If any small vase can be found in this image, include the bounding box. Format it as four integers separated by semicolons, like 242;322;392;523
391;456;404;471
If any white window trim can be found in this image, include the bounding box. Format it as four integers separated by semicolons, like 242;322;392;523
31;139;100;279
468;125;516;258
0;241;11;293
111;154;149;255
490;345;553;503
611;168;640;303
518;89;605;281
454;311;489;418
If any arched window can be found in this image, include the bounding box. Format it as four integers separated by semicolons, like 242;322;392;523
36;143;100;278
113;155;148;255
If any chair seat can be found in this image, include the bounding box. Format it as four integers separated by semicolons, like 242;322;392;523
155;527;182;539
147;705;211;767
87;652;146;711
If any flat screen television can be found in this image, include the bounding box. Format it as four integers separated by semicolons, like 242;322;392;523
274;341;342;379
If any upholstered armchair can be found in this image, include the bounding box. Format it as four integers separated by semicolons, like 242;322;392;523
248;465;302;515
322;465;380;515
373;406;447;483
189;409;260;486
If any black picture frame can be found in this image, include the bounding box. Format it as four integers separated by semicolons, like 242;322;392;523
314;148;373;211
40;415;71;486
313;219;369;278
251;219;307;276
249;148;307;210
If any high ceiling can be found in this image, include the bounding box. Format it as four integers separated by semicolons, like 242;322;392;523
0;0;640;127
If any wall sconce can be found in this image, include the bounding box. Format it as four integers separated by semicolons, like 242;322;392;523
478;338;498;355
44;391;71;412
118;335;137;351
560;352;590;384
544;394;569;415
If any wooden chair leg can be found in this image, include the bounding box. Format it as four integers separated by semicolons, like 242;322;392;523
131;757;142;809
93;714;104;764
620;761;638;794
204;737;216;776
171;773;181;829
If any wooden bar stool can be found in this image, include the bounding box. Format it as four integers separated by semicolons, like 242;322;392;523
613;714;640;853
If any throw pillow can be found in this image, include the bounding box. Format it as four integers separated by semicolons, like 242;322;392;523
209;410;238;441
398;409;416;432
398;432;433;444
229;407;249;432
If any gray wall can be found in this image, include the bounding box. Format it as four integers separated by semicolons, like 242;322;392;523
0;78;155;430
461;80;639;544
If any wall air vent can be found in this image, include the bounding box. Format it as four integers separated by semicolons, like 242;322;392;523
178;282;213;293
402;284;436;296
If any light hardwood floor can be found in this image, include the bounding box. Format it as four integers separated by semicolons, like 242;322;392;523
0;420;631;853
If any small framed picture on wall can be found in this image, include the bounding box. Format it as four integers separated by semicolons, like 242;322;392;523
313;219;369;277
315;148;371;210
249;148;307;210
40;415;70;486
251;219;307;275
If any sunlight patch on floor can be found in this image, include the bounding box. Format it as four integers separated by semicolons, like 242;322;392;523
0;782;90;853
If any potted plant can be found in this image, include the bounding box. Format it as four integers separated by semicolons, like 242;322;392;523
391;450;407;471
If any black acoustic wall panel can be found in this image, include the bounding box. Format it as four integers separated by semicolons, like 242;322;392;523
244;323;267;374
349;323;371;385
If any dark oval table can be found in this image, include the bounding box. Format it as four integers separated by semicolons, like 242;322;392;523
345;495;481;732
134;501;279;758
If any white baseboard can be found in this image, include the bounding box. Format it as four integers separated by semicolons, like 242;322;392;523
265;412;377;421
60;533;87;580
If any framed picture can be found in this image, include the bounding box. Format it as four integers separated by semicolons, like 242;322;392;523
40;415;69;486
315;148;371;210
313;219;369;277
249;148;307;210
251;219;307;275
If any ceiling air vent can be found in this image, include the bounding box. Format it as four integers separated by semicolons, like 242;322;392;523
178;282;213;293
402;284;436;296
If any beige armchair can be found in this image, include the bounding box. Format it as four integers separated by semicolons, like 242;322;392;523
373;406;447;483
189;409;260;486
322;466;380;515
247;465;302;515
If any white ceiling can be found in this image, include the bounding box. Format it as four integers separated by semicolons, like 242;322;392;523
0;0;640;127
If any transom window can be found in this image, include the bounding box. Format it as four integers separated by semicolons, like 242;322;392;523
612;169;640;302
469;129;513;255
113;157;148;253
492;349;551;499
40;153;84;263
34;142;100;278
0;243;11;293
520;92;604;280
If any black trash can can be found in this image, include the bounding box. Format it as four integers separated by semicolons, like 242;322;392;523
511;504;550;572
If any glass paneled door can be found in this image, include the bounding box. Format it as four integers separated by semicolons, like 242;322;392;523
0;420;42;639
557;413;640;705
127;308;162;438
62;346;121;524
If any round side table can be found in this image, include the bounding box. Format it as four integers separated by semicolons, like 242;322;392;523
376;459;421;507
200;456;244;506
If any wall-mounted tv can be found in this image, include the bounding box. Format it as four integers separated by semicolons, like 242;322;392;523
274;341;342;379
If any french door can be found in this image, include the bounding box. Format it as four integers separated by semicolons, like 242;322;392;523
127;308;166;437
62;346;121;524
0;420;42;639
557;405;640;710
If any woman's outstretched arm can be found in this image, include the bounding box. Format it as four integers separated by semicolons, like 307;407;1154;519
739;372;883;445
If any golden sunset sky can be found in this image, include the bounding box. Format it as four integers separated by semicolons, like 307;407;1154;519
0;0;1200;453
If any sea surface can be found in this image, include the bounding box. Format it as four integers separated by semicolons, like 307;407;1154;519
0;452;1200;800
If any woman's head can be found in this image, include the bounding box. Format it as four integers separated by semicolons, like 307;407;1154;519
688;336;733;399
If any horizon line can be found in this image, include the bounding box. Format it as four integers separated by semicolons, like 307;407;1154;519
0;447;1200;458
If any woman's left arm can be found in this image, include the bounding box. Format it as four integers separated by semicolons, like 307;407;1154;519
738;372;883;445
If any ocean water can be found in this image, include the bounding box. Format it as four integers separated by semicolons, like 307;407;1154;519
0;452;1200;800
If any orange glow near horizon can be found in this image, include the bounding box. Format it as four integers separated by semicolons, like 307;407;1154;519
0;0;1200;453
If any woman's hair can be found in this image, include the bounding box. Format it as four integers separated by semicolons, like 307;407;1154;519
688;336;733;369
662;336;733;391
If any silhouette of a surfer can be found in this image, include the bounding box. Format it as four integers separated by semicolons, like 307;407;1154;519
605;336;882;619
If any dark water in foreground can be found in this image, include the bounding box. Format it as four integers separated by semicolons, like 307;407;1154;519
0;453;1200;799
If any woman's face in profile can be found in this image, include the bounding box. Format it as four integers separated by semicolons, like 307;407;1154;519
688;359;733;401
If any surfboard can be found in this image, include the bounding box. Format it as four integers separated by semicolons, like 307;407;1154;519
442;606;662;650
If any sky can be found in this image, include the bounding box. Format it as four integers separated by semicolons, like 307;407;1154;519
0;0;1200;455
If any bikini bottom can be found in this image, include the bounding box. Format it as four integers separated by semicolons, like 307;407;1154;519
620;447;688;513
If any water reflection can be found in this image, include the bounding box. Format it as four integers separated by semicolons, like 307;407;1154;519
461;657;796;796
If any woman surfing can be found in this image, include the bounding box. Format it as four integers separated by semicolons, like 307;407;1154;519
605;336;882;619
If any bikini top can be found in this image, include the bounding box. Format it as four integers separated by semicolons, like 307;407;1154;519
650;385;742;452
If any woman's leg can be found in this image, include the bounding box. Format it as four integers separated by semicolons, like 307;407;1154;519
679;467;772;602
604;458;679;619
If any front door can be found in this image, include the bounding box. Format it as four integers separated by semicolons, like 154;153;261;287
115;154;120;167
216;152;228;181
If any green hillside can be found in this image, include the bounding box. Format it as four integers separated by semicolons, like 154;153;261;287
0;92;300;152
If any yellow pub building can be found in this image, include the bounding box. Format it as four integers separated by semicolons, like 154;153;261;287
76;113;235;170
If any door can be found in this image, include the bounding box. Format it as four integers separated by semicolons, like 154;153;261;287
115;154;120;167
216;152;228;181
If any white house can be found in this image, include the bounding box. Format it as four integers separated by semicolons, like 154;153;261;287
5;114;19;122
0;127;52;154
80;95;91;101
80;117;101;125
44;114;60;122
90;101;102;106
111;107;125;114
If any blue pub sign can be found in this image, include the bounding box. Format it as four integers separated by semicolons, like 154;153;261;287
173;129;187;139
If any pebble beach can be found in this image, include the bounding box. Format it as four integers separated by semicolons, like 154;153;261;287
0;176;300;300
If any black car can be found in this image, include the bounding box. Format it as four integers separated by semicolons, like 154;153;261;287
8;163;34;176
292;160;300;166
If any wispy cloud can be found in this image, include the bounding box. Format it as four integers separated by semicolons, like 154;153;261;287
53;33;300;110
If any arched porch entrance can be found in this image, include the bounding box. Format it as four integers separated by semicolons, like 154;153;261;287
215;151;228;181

*TO DO*. Copy out the entries from the line with "If any white ceiling" up to and including the line with "557;405;640;710", reproducing each line without change.

*OUTPUT OF THE TASK*.
If any white ceiling can be found in this image, include the bounding box. Format it as four integers separated by semicolons, like 242;322;392;523
0;0;640;127
If any transom window can be found in this image, include the bounding box. Format it as four integers separated by semicolons, like 242;322;392;523
612;169;640;302
469;129;513;255
113;157;148;253
492;349;551;499
40;153;84;263
34;142;100;278
0;243;11;293
520;92;604;280
If any black trash can can be found in this image, include the bounding box. Format it as four integers separated by semicolons, like 242;322;392;523
511;504;550;572
If any glass paneled door can be found in this image, include the bounding box. Format it as four integers separated by semicolons, like 242;322;392;523
0;420;42;639
557;413;640;705
127;308;162;438
62;346;121;524
If any round side table can be found in this image, include the bounding box. Format it as four integers separated by semicolons, like 242;322;392;523
376;459;421;507
200;456;244;506
If any wall-mounted tv can be found in this image, include the bounding box. Format it as four integers separated by semicolons, like 242;322;392;523
274;341;342;379
If any french door can be found in this image, include the bounding box. Format it as four integers separated by semicolons, like 242;322;392;523
127;308;166;437
62;346;121;524
0;420;42;639
557;405;640;710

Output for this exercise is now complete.